▸ **Text to read**
________________________________________
Relative speeds

How can astronauts conduct EVAs without the ISS falling away and leaving them behind? Similarly; a spaceship returning to the Earth from the Moon, should it not undershoot the earth given Earth's relative speed?

The answer probably has to do with Earth's gravity, but I think it's an interesting issue: given everything's relative speed (earth, sun, galaxy) should it not be easy to be left behind? Or how difficult would it be to catch up with anything?

• One quirk of orbital mechanics, that is a mixed blessing: for given orbit (same speed, altitude, direction) mass of the orbiting body doesn't matter. So, no matter, ISS, astronaut, a box of tools, they all orbit Earth on exactly the same orbit (or so little off that a push with one's finger is enough to keep up). Downside: as you observe a planet without moons, you can't easily guess its mass; same if you observe a moon without anything orbiting it. But for a planet with a moon, you can calculate the planet mass, knowing the moon's orbital parameters.
– SF.
Commented Dec 4, 2017 at 7:56
• I just hope that ISS don't do orbital manoeuvres while some astronaut is doing an EVA and forgot to tether her- or himself :-) Commented Dec 4, 2017 at 10:17

Newton's first law of motion says that an object in motion remains in motion unless acted on by some force.
________________________________________
▸ **Data provided**
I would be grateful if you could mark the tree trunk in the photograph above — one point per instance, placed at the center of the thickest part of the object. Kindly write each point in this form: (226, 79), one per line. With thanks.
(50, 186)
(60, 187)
________________________________________
▸ **Set tasks**
1: In the thread on relative speeds, translate this sentence into Spanish: "Newton's first law of motion says that an object in motion remains in motion unless acted on by some force."
2: From the thread on relative speeds, extract the passage starting with "The answer probably" and going on through "moon's orbital parameters.".
3: According to the thread on relative speeds, what doesn't matter for a given orbit with the same speed, altitude and direction?

▸ **Answers to the tasks**
1: La primera ley del movimiento de Newton dice que un objeto en movimiento permanece en movimiento a menos que actúe sobre él alguna fuerza.

2:
The answer probably has to do with Earth's gravity, but I think it's an interesting issue: given everything's relative speed (earth, sun, galaxy) should it not be easy to be left behind? Or how difficult would it be to catch up with anything?

• One quirk of orbital mechanics, that is a mixed blessing: for given orbit (same speed, altitude, direction) mass of the orbiting body doesn't matter. So, no matter, ISS, astronaut, a box of tools, they all orbit Earth on exactly the same orbit (or so little off that a push with one's finger is enough to keep up). Downside: as you observe a planet without moons, you can't easily guess its mass; same if you observe a moon without anything orbiting it. But for a planet with a moon, you can calculate the planet mass, knowing the moon's orbital parameters.

3: The mass of the orbiting body.